§ **取り組む内容**
下の記事について、次の各記述が内容と合っているかを「はい」か「いいえ」で答え、判断の決め手となる記事中の語句をそのまま引用しなさい。
1. シンポジウムはせんだいメディアテークで開かれた。
2. 会場にはゼネコンや地元業者も参加していた。
3. テーブルBは石巻市中心部を取り上げた。

§ **ページ抜粋**
2014/05/13

【復興版】復興住宅のこえ JIA宮城がまちの再生めぐるシンポジウム【記者コメ付き!】

日本建築家協会東北支部宮城地域会(JIA宮城、鈴木弘二地域会長)などが主催する参加型シンポジウム「みやぎボイス2014・復興住宅のこえ」が11日、仙台市青葉区のせんだいメディアテークで開かれた=写真。復興公営住宅や自力再建住宅を中心に住宅とまちの整備、コミュニティーづくりの「担い手」と「支え手」「作り手」が連携・協働する“共創”のプラットフォームとして開催したもので、直面する課題への認識を共有するとともに、その改善に向け議論を深めた。
【執筆者からひとこと】
 会場には、設計、行政、学識者、住民の参加がありましたが、今回は、ゼネコンや地元業者がいませんでした。実際の建設を担当する立場の人も一緒になって議論できる場もあればいいですね。
 被災者と行政、建築家や学識経験者、NPOなどの専門家が一堂に会し、ラウンドテーブル形式で行われた意見交換では、テーブルA(ファシリテーター=増田聡東北大大学院教授)が市街地郊外平野部として岩沼市玉浦西地区と東矢本駅北地区、テーブルB(同=米野史健国土技術政策総合研究所主任研究官)は沿岸半島部として石巻市北上地区、テーブルC(同=榊原進都市デザインワークス代表理事)は既存市街地として石巻市中心部を取り上げ、それぞれの地域特性を踏まえ議論した。

ラウンドテーブルは市街地郊外平野部、沿岸半島部、既存市街地のテーマで3つに分けて議論が行われた
このうち、テーブルAは、4月下旬に全世帯の宅地引き渡しが完了した玉浦西地区と、3月下旬から災害公営住宅の建設が本格化した東矢本駅北地区における移転後のコミュニティーづくりが焦点となった。

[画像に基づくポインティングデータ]
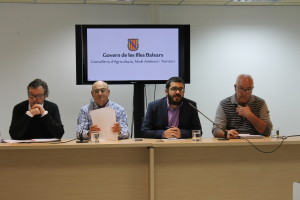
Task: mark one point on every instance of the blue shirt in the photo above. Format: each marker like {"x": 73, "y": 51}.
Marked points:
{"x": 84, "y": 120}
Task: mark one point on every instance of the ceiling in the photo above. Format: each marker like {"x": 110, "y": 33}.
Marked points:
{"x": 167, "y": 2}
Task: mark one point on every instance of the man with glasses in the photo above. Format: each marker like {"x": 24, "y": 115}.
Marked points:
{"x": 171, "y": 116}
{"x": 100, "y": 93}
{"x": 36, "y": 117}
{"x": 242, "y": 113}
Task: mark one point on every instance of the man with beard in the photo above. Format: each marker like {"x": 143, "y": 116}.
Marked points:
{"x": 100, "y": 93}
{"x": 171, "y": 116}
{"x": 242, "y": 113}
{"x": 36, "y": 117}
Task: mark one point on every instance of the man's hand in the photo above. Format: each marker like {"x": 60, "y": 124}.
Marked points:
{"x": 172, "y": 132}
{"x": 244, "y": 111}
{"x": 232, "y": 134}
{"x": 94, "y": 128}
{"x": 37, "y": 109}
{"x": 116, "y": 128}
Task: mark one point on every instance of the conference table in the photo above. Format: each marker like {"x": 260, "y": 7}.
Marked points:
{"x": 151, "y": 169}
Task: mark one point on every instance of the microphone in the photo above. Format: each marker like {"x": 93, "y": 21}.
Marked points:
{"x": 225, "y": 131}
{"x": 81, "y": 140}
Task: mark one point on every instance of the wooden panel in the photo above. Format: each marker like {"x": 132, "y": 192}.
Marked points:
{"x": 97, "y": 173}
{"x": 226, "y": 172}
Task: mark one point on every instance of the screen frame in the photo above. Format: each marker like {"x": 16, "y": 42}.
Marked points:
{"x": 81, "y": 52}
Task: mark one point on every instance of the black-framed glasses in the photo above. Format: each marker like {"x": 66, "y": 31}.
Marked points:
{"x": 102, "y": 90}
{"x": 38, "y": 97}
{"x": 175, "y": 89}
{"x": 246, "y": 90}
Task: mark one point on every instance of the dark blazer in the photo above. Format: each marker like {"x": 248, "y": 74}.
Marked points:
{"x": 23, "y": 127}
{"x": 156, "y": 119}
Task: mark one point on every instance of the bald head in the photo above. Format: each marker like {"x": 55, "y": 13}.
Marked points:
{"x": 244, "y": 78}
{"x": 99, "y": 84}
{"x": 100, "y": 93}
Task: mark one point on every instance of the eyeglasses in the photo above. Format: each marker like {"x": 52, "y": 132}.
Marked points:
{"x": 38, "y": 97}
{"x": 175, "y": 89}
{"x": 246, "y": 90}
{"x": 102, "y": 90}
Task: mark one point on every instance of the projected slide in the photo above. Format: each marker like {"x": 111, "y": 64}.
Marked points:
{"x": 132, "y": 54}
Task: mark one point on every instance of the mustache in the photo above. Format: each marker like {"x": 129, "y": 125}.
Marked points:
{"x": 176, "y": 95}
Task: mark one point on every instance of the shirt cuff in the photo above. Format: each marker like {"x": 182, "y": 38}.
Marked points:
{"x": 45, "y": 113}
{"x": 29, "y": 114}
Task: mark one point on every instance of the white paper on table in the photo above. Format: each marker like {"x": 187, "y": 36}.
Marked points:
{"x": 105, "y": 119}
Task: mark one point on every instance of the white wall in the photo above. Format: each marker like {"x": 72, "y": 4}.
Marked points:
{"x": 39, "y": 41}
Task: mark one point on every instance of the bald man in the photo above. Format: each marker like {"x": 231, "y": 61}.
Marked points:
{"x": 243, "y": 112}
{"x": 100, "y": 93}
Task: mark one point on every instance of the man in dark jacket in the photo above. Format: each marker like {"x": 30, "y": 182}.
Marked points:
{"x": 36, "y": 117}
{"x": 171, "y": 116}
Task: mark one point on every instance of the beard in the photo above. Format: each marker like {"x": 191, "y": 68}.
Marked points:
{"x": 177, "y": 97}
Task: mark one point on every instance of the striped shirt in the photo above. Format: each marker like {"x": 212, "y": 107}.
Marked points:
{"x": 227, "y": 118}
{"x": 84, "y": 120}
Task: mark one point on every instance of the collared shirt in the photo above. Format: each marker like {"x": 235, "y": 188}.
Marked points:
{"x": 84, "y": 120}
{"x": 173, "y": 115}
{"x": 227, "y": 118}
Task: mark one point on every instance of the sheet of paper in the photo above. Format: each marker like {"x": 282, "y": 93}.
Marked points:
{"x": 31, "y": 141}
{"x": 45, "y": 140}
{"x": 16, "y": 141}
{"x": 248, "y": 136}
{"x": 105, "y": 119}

§ **課題への回答**
1. はい「仙台市青葉区のせんだいメディアテークで開かれた」
2. いいえ「今回は、ゼネコンや地元業者がいませんでした」
3. いいえ「沿岸半島部として石巻市北上地区」